### Work instructions
1: Using the interview with Benh Zeitlin, decide whether each statement agrees with it: (a) the original play was set in South Georgia, (b) the play ran as a regular show, and (c) in the play the central character was an 11-year-old boy. Answer yes or no for each and quote the words that decide it.
2: Reproduce everything in the interview with Benh Zeitlin from "Question: We have" down to "had to that?".

### Extract to read
————

Sarah Adamson: I had read that you and playwright Lucy Alibar have been friends for many years and that the original play was called ‘Juicy and Delicious.’ How did you stumble upon the play? Did it ever run in New York?
Benh Zeitlin: I saw it produced as part of a workshop; it was never like a show going on. The time I really started working on it is when I saw it read in someone else’s apartment with just actors and scripts. To say it’s based on the play is kind of overstating it. It’s really inspired by the play. It’s based on her life in a lot of ways. It’s almost based on the collective works of Lucy Alibar – sort of pulling a lot of her life, a lot of her language, her perspective on the world and pulled it out into another story that I was working on. It was sort of two stories that fused themselves. This was set in South Georgia; it was totally landlocked. There was no storm, no bathtub. All of those elements were a different story.
SA: It was a little boy at first, right?
BZ: Yeah, it was an 11-year-old boy. He was a stand in for her so I knew that. It made sense to switch it back to closer to who she was.
Question: How much then did it have to be adjusted once you started casting? Most of the children and most of the people in the film have never acted before. Did the script have to be adjusted?
BZ: Yes, massively. Everything in the film is a massive collaboration and most so probably the characters. You really have to bring what you wrote. It’s not like people are playing themselves in this film. They are finding common ground and working from their lives. The process is basically a long series of interviews for every single person on screen getting interviewed about their lives. The stories that they tell make their way into the film in different ways. Also, once you sort of rewrite to the people, you bring the script back and test the screens against the people. I would go through the beats of a scene with Dwight, like the storm scene, for example. He has a daughter that age and lived through the storm. I’d say, “Here is what I think your character is doing in this scene,” and he’d say, “Eh, that wasn’t what I would be thinking. I would be thinking this way.” So it’d scrap that motivation and rewrite it. I’d come back again and he’d feel like it would be true to his experience in some way. Then, beyond that, you have to throw out the language too because it doesn’t sound like I can write in a voice that he can say naturally so we’d read the scene until he memorized it and then we’d take it away and say, “Now tell me these lines and how you would say them without the script.” We’d transpose that and then that would become how we’d shoot it. So, everything changes.
Question: We have such a heightened awareness of poverty in the United States at this point. This movie takes place in the kind of poverty where people are barely existing day to day. What kind of reaction have you had to that?

————

### Stored data

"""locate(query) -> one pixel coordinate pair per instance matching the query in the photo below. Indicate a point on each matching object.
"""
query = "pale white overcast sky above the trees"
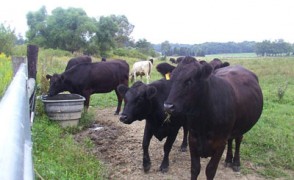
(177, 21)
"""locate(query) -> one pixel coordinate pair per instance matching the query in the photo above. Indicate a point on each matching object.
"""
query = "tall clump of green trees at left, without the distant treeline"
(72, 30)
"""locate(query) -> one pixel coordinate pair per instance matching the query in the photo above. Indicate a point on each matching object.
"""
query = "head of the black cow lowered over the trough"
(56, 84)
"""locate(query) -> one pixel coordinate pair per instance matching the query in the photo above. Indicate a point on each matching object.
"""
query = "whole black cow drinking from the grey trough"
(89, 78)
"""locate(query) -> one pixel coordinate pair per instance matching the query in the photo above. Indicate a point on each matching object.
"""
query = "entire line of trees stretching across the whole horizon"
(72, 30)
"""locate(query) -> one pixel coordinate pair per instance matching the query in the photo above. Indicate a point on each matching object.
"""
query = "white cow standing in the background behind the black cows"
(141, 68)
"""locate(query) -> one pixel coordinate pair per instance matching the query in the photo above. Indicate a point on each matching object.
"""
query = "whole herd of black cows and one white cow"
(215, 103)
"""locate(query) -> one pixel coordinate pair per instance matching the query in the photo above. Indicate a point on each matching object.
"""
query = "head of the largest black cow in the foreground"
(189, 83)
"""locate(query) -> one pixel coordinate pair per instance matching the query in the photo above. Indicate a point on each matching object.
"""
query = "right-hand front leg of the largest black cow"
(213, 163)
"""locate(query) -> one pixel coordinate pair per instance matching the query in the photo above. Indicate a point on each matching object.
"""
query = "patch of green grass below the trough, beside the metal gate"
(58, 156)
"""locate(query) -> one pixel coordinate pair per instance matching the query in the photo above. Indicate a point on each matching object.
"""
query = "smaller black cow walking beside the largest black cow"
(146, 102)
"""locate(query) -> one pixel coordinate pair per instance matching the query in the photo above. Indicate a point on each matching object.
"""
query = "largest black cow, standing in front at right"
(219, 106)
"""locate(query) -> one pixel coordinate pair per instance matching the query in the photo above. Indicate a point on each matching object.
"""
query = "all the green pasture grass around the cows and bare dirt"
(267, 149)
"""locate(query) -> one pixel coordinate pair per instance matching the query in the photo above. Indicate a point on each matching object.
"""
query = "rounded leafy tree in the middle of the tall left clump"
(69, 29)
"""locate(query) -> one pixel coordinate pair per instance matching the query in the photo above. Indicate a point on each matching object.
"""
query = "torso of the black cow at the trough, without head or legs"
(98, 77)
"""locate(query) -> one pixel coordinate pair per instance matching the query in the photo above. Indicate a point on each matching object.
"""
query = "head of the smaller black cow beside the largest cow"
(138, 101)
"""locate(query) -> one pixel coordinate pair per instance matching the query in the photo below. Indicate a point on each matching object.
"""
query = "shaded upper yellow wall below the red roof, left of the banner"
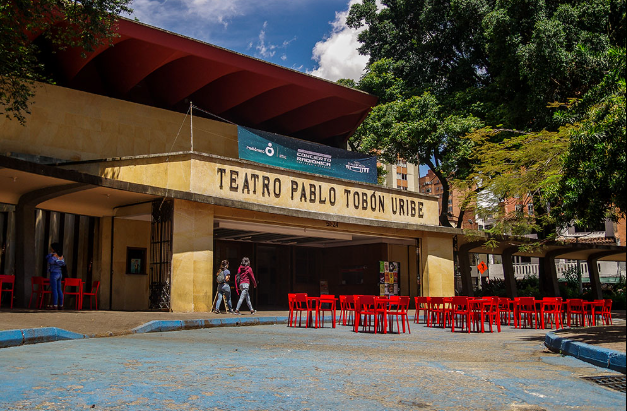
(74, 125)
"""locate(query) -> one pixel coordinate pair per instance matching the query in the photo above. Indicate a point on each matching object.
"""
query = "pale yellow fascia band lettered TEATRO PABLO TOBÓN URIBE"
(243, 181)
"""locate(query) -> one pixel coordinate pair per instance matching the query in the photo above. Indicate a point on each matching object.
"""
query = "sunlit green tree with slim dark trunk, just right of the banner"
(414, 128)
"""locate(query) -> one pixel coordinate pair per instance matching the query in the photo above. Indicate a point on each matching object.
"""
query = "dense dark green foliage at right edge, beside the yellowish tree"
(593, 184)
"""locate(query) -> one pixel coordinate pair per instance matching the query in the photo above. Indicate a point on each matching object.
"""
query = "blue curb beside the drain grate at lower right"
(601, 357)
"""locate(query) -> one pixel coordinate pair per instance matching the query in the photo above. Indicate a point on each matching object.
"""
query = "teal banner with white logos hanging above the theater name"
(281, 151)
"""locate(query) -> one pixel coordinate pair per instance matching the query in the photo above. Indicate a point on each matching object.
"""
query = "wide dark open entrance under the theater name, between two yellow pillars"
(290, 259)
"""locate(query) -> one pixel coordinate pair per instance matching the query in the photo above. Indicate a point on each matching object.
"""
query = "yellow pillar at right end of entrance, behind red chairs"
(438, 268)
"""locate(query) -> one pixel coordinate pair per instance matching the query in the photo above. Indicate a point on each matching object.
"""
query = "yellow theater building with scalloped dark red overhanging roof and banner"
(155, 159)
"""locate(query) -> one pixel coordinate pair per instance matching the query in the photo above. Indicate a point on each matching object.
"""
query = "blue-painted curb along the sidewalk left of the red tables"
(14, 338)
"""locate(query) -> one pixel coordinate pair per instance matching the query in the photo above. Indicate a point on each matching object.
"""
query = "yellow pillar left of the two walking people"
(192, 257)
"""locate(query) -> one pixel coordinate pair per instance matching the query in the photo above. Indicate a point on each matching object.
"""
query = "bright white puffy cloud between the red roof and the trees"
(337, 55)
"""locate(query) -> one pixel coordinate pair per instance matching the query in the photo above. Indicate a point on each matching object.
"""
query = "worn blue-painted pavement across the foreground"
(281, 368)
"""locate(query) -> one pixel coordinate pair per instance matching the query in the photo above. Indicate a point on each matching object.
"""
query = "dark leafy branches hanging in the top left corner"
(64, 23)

————

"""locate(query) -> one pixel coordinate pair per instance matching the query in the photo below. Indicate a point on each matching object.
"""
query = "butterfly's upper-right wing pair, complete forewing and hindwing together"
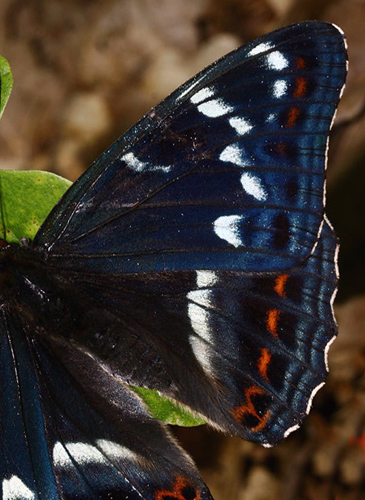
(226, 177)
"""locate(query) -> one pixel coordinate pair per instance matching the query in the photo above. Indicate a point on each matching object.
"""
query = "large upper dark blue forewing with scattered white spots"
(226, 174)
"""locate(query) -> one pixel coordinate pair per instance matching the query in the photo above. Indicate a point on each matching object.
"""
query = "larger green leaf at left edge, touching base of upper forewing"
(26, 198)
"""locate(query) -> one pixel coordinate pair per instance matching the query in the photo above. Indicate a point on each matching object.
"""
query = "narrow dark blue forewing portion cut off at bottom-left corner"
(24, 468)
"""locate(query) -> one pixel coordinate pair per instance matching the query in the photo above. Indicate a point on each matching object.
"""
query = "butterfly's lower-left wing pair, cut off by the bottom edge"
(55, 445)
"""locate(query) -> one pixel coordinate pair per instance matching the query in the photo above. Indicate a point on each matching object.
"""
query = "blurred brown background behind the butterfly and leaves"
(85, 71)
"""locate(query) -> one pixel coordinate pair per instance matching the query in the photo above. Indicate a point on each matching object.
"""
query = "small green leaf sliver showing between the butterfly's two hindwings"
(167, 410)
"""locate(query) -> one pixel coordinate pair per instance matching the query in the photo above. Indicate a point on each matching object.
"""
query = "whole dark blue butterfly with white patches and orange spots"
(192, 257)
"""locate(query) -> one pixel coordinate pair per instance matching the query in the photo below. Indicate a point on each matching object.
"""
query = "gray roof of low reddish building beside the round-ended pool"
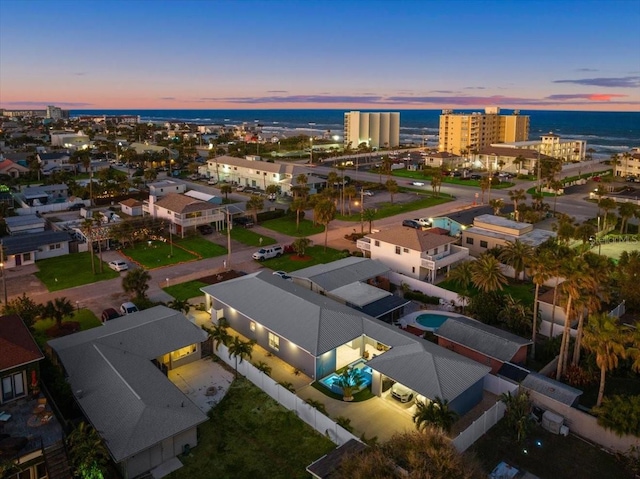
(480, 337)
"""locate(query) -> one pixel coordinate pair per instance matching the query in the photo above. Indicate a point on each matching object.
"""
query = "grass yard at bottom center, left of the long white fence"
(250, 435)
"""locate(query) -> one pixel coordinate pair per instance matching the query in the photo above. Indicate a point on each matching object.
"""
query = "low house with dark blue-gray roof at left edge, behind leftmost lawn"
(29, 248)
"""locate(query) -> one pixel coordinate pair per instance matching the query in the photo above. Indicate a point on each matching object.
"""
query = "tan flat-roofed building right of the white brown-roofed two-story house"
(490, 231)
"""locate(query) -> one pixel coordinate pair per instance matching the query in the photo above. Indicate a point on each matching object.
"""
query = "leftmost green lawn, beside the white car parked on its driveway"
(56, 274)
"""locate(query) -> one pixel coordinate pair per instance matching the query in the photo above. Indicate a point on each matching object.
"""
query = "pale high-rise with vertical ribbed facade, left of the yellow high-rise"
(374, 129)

————

### Solutions to the problems
1:
(a) Yes: "This was set in South Georgia; it was totally landlocked."
(b) No: "I saw it produced as part of a workshop; it was never like a show going on."
(c) Yes: "Yeah, it was an 11-year-old boy."

2:
Question: We have such a heightened awareness of poverty in the United States at this point. This movie takes place in the kind of poverty where people are barely existing day to day. What kind of reaction have you had to that?